▸ WRITTEN PROBLEM:
Answer these questions using the opinion piece below.
1. What date is shown at the top of the opinion piece?
2. From where did King David lay eyes on the lady having a bath?
3. Whose mother does the piece say Bathsheba was?

Wednesday, 28 August 2013

Opinion: Davids, Jezebels, Nathans and the need for accountable men

Bigger issues at stake
The events of the last week that exploded into a scandal about sexual impropriety by a mega church leader in Nigeria has churned out commentary from all viewpoints that one is almost suffocated with analysis.
One recurring refrain has been the way the lady has been excoriated, abused, vilified, condemned, called names and much else.
Again, regardless of the truth of what happened between these consenting adults as some would put it, consent is the least of the issues at play in this matter.
Where are the Nathans?
It is without the doubt that many Nigerian Christians hold their leaders in trawl, they are dumbstruck, star struck, mesmerised, stupefied, hypnotised into a false sense of humility played out as respect, we would literally do anything to be in their good books than incur their wrath.
This in my view lays the foundation for what happened afterwards like in the biblical story of David and Bathsheba where King David laid eyes from his balcony on the lady having a bath, consumed with lust he acquired the woman, killed her husband and feigning empathy, took her into his harem to become his wife.
A sense of accountability was only met when Prophet Nathan visited the king, and by way of a story that called the king to order and in the process, the king repented and found redemption, and though the first child of that tryst died, Bathsheba was the mother of Solomon.

▸ INFORMATION PROVIDED:
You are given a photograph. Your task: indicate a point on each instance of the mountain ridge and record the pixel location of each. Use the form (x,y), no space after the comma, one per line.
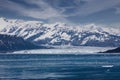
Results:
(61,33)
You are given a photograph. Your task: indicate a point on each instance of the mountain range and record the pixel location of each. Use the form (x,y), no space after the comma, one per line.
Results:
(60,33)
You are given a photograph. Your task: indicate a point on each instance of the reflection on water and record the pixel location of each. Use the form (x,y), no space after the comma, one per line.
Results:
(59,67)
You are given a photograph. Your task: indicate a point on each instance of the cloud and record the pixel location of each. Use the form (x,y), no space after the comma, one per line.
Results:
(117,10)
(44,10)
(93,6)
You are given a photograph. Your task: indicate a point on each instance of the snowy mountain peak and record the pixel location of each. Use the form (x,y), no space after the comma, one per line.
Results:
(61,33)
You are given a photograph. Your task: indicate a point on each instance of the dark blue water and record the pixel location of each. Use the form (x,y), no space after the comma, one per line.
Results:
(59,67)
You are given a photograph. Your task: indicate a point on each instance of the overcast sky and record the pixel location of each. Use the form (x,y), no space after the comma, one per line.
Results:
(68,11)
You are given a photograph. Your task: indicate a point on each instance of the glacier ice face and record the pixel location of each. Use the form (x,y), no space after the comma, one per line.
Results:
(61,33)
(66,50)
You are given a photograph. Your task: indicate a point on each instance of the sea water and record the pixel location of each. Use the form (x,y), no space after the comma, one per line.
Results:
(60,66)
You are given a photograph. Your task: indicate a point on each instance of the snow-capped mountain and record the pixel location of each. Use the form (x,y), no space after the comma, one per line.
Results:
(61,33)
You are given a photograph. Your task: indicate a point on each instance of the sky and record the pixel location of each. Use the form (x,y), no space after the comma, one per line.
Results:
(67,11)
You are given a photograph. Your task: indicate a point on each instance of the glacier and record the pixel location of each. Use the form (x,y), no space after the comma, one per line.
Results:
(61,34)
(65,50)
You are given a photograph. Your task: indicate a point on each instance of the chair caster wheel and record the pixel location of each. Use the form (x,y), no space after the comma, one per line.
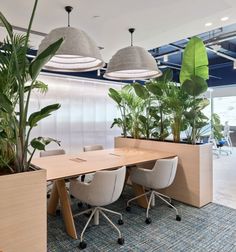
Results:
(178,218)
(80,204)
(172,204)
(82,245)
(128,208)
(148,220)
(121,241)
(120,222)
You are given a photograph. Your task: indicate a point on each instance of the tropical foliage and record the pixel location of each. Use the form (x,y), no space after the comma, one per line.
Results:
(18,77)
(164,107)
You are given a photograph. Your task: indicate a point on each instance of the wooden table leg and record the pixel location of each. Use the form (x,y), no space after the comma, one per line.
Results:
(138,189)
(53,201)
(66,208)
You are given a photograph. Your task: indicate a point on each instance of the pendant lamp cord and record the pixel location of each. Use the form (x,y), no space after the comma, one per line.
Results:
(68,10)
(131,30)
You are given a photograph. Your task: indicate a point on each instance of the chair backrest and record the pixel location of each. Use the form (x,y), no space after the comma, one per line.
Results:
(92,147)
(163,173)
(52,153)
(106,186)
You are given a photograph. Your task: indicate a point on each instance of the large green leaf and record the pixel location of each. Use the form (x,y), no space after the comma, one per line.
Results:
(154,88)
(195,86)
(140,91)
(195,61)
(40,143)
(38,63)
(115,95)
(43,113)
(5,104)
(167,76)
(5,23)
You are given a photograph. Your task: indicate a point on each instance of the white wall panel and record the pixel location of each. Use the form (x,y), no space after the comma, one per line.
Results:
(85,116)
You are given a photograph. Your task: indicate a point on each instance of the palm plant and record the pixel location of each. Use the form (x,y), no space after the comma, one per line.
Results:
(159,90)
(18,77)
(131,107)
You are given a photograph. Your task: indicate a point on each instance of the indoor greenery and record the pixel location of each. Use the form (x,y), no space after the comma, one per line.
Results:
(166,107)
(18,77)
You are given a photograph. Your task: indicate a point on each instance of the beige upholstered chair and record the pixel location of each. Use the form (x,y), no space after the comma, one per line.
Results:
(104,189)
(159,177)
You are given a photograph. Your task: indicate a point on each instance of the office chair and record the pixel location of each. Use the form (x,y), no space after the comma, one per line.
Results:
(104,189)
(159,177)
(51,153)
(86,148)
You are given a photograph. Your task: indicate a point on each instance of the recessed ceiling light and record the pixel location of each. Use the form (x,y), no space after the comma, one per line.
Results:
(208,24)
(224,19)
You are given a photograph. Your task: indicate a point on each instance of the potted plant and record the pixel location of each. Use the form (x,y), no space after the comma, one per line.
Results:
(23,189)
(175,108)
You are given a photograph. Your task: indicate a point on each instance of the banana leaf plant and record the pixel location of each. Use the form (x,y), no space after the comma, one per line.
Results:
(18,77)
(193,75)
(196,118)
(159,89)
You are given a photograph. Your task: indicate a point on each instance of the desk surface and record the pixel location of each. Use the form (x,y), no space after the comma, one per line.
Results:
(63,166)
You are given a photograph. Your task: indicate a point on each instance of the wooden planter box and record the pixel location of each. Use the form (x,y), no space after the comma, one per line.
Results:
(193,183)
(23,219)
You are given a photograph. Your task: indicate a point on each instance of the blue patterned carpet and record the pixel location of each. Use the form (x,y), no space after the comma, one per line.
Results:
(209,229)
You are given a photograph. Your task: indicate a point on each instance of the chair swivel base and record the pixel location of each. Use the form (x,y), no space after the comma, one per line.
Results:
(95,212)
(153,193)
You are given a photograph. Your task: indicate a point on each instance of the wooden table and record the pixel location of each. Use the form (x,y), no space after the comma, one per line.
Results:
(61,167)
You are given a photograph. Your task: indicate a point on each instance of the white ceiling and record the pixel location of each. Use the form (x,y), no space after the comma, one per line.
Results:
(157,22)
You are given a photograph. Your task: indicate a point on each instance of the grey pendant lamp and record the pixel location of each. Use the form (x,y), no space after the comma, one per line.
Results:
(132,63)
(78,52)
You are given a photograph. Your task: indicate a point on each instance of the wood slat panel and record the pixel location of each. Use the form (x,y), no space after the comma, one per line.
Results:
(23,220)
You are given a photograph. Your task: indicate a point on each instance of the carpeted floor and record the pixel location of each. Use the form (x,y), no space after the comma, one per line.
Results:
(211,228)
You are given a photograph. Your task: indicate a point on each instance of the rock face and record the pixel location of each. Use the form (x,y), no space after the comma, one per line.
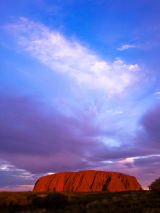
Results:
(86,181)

▸ COMPLETE OUTPUT:
1. Wednesday, 28 August 2013
2. From his balcony
3. Solomon